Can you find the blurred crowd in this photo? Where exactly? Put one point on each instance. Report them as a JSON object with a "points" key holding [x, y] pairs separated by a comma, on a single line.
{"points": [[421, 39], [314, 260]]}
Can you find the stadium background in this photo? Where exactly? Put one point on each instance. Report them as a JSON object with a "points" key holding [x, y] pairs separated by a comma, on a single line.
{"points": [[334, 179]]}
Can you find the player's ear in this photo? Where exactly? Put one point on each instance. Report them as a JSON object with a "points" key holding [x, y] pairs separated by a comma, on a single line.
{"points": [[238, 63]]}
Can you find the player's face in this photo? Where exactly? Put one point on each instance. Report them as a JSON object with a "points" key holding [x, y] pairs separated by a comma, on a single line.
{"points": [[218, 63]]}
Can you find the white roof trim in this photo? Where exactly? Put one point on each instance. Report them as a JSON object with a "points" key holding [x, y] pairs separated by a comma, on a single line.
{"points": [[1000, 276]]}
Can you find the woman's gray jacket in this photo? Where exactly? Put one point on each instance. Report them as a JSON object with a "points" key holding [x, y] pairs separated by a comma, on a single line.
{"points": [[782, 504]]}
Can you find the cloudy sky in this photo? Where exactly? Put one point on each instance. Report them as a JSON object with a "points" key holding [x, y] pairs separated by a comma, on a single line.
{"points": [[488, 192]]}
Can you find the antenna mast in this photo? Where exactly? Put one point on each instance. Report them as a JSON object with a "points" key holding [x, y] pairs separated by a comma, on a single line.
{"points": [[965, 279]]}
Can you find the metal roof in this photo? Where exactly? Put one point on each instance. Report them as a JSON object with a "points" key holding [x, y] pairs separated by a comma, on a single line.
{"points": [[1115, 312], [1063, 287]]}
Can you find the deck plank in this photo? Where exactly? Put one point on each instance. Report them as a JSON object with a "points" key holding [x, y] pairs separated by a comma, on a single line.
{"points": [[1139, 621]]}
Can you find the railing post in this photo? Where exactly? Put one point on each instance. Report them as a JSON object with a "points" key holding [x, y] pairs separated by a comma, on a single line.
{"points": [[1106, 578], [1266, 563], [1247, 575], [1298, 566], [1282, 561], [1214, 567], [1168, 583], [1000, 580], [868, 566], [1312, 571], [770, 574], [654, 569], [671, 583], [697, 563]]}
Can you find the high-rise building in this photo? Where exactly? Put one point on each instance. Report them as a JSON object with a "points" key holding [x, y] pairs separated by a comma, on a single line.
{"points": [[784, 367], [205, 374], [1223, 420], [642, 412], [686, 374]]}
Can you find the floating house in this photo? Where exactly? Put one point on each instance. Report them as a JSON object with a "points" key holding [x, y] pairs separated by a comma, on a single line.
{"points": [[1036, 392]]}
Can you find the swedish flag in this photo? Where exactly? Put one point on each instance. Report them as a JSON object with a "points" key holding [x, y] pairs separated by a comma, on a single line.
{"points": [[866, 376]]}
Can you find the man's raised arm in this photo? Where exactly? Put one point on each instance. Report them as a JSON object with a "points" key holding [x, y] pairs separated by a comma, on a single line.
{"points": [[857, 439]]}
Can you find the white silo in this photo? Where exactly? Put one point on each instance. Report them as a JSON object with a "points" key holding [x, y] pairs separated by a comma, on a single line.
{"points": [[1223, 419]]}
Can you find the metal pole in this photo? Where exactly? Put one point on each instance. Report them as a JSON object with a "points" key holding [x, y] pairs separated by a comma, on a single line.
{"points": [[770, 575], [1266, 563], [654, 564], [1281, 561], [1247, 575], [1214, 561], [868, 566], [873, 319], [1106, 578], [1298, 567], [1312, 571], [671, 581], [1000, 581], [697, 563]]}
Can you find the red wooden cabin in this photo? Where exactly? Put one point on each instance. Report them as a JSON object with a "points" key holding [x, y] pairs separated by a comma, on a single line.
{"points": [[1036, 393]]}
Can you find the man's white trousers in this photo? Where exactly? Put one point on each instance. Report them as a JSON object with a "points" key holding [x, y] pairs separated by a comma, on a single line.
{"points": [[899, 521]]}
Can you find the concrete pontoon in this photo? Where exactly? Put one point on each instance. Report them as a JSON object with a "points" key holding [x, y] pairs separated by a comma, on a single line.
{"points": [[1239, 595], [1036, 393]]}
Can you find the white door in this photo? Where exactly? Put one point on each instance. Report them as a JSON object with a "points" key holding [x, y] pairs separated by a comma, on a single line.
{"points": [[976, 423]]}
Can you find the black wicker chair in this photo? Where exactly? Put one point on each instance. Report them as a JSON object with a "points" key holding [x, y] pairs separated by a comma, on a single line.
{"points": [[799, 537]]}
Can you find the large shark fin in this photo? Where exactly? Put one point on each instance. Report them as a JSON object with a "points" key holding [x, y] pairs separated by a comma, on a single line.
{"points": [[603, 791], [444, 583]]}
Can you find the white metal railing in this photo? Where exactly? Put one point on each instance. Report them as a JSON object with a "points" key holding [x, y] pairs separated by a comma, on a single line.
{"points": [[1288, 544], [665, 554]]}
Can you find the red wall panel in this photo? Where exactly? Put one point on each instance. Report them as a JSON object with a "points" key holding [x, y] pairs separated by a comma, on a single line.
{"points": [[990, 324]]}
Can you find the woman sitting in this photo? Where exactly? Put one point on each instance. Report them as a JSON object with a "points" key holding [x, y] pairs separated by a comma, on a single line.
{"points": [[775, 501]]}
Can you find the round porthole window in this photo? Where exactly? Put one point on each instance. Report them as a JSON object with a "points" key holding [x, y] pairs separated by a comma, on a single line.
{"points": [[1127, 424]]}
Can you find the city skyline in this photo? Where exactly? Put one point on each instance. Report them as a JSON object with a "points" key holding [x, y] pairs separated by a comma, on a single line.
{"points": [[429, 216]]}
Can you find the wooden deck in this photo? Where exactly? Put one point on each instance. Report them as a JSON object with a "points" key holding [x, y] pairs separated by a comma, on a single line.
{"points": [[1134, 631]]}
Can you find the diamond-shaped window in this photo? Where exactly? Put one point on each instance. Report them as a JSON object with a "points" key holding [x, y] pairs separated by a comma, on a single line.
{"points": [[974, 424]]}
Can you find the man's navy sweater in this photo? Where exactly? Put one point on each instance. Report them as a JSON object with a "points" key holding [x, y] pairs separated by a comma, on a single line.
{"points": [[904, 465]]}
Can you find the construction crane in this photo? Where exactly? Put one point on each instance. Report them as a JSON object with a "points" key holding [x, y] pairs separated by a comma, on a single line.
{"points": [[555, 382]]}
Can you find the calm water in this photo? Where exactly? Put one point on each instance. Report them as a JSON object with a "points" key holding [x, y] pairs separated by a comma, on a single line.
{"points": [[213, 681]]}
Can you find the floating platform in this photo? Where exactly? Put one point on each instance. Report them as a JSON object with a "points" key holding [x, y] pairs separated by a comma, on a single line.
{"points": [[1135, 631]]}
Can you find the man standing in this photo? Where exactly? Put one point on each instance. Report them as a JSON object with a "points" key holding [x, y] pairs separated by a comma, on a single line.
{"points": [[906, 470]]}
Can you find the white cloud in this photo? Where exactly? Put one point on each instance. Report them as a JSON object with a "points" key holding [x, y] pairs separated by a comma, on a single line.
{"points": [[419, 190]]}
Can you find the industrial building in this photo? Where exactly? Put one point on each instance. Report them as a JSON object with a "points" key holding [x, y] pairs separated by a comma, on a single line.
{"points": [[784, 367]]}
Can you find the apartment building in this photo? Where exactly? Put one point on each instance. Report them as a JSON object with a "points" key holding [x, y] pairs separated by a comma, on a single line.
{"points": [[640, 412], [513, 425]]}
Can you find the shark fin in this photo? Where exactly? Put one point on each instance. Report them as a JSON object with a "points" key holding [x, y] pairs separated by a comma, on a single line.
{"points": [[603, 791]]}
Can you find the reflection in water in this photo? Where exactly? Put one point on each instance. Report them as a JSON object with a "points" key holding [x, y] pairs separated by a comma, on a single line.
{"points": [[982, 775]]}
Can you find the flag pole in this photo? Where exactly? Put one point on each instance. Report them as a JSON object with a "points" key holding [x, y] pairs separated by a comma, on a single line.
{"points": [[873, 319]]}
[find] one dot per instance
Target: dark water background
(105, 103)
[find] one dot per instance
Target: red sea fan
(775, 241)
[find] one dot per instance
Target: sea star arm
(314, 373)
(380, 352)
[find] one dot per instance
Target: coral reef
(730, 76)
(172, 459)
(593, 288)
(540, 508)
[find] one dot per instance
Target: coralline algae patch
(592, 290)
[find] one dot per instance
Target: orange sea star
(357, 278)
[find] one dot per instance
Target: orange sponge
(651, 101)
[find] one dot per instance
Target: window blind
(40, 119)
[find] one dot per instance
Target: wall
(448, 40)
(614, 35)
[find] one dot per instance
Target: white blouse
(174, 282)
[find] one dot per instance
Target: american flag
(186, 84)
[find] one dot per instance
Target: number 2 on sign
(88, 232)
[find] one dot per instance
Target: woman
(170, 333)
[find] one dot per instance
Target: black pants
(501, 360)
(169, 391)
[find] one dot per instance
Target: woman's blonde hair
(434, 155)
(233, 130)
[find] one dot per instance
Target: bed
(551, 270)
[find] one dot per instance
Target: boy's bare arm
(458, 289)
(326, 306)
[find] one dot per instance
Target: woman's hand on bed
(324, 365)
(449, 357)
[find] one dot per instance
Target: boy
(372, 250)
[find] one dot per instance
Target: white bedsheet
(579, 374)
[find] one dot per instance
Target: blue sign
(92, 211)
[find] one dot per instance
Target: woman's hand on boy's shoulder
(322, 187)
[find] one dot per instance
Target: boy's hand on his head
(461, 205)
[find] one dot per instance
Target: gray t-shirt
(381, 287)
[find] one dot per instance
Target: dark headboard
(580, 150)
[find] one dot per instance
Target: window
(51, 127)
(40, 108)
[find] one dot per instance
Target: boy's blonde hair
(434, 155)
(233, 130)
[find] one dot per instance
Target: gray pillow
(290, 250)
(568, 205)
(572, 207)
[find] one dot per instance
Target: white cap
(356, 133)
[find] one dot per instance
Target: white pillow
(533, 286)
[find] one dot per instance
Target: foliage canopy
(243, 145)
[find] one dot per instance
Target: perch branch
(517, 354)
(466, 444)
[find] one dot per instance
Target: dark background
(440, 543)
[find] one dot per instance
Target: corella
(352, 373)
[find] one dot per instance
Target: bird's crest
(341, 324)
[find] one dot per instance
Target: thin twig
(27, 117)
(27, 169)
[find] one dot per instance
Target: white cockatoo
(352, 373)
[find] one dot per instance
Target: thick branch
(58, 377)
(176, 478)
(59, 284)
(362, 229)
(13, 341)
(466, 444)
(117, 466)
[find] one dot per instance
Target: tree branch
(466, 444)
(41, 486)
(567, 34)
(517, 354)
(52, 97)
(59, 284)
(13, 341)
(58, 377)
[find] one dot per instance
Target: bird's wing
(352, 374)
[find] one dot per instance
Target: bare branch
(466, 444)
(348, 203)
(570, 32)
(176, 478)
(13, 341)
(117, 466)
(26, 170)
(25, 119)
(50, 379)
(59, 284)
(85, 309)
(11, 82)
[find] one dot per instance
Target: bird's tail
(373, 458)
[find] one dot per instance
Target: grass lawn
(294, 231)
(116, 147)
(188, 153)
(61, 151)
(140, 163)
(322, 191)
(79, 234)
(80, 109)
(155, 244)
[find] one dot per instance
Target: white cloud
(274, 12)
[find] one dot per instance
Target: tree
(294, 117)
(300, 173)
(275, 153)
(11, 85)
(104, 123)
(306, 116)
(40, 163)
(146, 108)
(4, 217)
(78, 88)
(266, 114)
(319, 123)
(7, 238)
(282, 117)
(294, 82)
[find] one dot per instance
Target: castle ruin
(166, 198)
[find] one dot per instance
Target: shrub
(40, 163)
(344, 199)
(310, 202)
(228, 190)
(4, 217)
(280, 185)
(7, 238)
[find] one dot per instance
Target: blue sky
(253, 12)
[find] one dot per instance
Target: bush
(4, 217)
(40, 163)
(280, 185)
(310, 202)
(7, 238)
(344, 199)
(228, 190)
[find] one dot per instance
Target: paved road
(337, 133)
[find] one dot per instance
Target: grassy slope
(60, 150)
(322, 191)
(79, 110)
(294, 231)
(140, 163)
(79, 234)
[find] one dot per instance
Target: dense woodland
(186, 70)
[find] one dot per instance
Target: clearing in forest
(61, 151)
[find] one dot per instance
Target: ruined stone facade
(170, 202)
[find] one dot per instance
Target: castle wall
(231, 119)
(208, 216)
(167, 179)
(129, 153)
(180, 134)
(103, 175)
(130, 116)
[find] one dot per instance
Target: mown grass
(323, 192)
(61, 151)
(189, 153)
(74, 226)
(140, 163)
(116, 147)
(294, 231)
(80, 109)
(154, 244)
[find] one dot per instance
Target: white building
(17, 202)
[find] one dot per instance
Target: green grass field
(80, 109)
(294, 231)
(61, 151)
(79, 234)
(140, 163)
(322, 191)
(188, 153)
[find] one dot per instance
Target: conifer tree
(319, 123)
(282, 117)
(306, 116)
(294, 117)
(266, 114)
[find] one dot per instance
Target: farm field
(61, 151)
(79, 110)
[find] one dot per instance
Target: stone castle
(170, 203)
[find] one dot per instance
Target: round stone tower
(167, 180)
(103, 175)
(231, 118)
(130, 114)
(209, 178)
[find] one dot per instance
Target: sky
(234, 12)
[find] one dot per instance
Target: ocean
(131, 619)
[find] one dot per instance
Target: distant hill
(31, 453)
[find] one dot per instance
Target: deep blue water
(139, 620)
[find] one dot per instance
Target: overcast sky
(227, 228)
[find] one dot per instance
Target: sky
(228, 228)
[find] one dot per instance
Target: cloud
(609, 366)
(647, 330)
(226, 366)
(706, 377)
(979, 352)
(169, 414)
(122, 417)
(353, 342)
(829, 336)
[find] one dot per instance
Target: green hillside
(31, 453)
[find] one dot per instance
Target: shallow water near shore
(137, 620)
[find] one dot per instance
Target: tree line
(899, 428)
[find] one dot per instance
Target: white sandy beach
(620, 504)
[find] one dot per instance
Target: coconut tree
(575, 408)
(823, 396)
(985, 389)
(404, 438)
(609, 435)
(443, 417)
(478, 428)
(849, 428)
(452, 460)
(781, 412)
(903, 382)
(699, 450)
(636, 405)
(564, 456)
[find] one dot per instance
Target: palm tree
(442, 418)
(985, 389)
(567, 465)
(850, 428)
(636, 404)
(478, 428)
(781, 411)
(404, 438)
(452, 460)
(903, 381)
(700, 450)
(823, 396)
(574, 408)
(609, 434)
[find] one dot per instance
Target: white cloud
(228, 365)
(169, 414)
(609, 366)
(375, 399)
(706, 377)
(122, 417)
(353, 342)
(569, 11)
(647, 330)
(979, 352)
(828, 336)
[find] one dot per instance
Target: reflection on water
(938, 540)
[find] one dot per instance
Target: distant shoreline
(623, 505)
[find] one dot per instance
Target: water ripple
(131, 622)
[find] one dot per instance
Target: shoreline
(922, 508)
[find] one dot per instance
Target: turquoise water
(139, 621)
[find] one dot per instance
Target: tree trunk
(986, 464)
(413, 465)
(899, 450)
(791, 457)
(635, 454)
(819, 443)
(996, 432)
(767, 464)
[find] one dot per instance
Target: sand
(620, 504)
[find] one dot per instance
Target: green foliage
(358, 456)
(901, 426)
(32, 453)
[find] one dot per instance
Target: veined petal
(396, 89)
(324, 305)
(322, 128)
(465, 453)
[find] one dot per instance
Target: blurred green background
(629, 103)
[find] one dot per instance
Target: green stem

######

**Required action:** With the line containing "Target: water ripple" as the start and the last line of the listing as the end, restate that stretch word for word and nothing else.

**Answer section:**
Target: water ripple
(131, 622)
[find] one dot per instance
Target: shoreline
(922, 508)
[find] one dot per instance
Target: turquoise water
(139, 621)
[find] one dot per instance
Target: tree trunk
(986, 464)
(413, 465)
(899, 450)
(791, 457)
(635, 454)
(819, 443)
(996, 432)
(767, 464)
[find] one dot per instance
Target: sand
(620, 504)
[find] one dot per instance
Target: green foliage
(358, 456)
(901, 426)
(32, 453)
[find] one dot per instance
Target: veined petal
(396, 89)
(324, 305)
(322, 128)
(465, 453)
[find] one dot per instance
Target: blurred green background
(629, 103)
[find] one dot per instance
Target: green stem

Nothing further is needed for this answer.